WHAT NEEDS TO BE DONE ▸ Take the line that contains "Please segment every instance of the square" as the first line and the final line of the records as the last; return exactly those lines and the lines between.

ENTRIES ▸

* * *

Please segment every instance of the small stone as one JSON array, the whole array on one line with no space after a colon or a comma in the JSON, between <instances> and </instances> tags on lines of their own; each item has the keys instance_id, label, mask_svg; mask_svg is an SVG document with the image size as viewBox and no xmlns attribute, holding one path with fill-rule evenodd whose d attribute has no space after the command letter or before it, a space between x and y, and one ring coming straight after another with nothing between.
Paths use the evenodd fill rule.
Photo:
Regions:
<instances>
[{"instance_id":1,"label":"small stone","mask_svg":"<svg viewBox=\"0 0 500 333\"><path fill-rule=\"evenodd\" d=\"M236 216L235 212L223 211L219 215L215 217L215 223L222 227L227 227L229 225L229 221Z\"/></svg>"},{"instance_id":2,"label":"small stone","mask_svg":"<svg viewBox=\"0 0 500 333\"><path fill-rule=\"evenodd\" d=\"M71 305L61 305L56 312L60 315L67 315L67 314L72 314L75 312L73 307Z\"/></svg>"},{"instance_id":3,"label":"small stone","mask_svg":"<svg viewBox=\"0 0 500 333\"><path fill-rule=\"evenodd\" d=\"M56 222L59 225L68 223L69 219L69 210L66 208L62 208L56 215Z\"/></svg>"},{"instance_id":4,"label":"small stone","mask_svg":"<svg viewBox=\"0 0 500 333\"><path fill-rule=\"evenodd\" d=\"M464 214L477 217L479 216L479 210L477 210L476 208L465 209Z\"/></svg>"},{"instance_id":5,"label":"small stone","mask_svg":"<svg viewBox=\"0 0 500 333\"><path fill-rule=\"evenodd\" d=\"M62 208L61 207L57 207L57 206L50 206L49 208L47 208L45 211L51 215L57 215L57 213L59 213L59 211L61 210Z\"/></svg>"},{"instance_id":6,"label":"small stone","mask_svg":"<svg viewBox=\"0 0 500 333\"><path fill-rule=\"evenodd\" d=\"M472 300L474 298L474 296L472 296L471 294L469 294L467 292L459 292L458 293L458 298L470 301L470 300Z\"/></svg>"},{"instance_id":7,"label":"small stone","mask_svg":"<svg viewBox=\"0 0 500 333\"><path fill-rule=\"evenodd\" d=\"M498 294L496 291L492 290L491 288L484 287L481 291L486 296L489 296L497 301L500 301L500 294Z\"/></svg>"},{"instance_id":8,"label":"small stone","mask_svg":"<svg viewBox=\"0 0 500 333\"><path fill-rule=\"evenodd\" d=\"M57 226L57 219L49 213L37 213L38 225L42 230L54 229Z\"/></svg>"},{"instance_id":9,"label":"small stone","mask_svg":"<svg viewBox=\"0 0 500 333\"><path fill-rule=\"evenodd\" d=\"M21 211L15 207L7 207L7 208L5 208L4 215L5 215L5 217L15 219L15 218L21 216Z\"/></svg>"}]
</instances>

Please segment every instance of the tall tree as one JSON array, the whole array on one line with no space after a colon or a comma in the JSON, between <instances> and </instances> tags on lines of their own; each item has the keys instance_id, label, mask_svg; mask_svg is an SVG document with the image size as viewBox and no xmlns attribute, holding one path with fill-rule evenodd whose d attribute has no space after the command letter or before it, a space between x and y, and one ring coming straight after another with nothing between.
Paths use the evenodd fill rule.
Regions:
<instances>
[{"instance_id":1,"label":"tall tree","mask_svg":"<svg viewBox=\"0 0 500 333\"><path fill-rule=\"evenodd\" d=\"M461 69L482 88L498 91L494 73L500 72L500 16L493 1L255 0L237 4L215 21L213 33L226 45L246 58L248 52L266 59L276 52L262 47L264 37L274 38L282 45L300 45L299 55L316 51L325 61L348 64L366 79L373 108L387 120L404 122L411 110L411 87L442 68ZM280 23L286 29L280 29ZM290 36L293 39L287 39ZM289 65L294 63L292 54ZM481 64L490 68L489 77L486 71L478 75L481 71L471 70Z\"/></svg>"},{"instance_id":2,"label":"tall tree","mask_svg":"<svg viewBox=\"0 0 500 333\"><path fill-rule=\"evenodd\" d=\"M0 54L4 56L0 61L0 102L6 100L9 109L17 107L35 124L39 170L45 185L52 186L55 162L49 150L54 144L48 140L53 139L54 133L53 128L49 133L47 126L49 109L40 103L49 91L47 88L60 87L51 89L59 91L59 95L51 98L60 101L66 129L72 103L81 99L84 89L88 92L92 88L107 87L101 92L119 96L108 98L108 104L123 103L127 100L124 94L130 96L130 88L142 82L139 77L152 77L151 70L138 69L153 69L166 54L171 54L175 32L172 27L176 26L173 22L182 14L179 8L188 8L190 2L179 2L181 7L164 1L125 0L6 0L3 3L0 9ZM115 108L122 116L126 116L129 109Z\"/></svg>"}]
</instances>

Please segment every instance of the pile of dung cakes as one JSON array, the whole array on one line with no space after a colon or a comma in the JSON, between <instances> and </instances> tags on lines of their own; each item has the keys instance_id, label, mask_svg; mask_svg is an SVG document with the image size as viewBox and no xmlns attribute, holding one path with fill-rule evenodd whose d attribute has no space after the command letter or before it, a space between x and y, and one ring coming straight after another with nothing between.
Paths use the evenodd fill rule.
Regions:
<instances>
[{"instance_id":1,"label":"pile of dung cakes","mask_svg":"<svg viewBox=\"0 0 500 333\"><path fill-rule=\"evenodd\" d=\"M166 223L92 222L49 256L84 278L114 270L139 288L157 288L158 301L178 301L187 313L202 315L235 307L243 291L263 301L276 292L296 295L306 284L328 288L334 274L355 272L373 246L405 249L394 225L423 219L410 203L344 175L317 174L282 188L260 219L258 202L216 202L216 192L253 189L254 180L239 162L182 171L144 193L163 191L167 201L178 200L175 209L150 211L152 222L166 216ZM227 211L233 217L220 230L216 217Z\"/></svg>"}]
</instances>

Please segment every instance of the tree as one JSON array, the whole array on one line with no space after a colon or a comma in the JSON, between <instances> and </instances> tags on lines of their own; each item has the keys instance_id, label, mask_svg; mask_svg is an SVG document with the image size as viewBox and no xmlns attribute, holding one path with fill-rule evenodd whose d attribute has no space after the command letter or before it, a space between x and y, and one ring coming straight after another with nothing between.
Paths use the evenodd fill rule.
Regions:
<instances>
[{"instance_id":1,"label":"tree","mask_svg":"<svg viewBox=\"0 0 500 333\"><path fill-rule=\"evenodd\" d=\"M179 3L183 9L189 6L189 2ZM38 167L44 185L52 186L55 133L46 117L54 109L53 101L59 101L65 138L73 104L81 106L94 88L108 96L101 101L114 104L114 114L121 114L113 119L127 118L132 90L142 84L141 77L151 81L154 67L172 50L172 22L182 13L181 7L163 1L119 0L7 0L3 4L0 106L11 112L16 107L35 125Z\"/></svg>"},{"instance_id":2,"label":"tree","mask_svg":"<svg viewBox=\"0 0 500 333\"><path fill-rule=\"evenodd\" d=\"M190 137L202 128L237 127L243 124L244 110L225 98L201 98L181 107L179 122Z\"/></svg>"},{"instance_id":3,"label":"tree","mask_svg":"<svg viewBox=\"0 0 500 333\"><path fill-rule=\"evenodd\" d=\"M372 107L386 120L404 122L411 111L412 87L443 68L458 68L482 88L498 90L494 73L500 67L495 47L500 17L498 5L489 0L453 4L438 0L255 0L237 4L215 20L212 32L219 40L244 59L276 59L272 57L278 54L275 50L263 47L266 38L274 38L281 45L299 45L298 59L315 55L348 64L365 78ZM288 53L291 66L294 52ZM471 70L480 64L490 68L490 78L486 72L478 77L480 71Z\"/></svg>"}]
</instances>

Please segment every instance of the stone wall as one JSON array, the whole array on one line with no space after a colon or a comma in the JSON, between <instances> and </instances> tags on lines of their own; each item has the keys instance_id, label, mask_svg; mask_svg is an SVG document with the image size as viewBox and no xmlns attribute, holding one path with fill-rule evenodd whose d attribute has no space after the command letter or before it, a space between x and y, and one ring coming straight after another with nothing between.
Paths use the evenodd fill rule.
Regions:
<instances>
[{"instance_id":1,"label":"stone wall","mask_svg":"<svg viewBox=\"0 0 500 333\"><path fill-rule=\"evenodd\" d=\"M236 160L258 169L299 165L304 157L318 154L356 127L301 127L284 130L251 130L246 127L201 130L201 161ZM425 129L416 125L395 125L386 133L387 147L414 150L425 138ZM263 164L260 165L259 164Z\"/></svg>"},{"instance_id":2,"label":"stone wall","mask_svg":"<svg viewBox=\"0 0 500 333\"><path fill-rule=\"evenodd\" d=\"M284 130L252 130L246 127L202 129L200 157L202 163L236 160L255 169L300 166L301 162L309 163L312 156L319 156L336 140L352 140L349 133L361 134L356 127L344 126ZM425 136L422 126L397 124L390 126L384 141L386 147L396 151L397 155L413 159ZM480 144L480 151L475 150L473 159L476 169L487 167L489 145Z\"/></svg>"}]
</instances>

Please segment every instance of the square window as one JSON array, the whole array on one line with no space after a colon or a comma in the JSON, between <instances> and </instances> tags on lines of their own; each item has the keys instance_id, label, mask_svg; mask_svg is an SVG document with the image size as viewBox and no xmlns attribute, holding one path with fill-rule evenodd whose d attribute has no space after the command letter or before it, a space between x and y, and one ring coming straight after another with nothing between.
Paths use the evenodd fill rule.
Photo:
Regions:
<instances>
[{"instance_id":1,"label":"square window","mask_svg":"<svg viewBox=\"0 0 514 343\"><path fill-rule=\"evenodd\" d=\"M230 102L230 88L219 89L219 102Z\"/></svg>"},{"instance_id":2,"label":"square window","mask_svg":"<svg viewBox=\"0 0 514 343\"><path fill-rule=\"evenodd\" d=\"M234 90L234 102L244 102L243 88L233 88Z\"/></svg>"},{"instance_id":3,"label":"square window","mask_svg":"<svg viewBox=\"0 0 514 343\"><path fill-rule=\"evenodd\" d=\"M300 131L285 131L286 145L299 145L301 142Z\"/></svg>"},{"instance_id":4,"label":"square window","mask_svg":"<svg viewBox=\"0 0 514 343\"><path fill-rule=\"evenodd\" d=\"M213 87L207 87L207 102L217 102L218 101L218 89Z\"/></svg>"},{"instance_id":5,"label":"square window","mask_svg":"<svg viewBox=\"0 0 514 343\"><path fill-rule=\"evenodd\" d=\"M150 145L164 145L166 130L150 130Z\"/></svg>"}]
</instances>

* * *

ANSWER FOR THIS EXERCISE ▸
Please segment every instance of the square window as one JSON array, the whole array on one line with no space after a colon or a comma in the JSON, between <instances> and </instances> tags on lines of their own; each item has the keys instance_id, label, mask_svg; mask_svg is an SVG document with the image size as viewBox and no xmlns attribute, holding one path with fill-rule evenodd whose d attribute has no space after the command letter or before it, a space between x and y, and one ring coming straight after another with nothing between.
Paths use the evenodd fill rule.
Photo:
Regions:
<instances>
[{"instance_id":1,"label":"square window","mask_svg":"<svg viewBox=\"0 0 514 343\"><path fill-rule=\"evenodd\" d=\"M230 102L230 88L219 89L219 102Z\"/></svg>"},{"instance_id":2,"label":"square window","mask_svg":"<svg viewBox=\"0 0 514 343\"><path fill-rule=\"evenodd\" d=\"M234 90L234 102L244 102L243 88L233 88Z\"/></svg>"},{"instance_id":3,"label":"square window","mask_svg":"<svg viewBox=\"0 0 514 343\"><path fill-rule=\"evenodd\" d=\"M300 131L285 131L286 145L299 145L301 142Z\"/></svg>"},{"instance_id":4,"label":"square window","mask_svg":"<svg viewBox=\"0 0 514 343\"><path fill-rule=\"evenodd\" d=\"M213 87L207 87L207 102L217 102L218 101L218 89Z\"/></svg>"},{"instance_id":5,"label":"square window","mask_svg":"<svg viewBox=\"0 0 514 343\"><path fill-rule=\"evenodd\" d=\"M150 145L164 145L166 130L150 130Z\"/></svg>"}]
</instances>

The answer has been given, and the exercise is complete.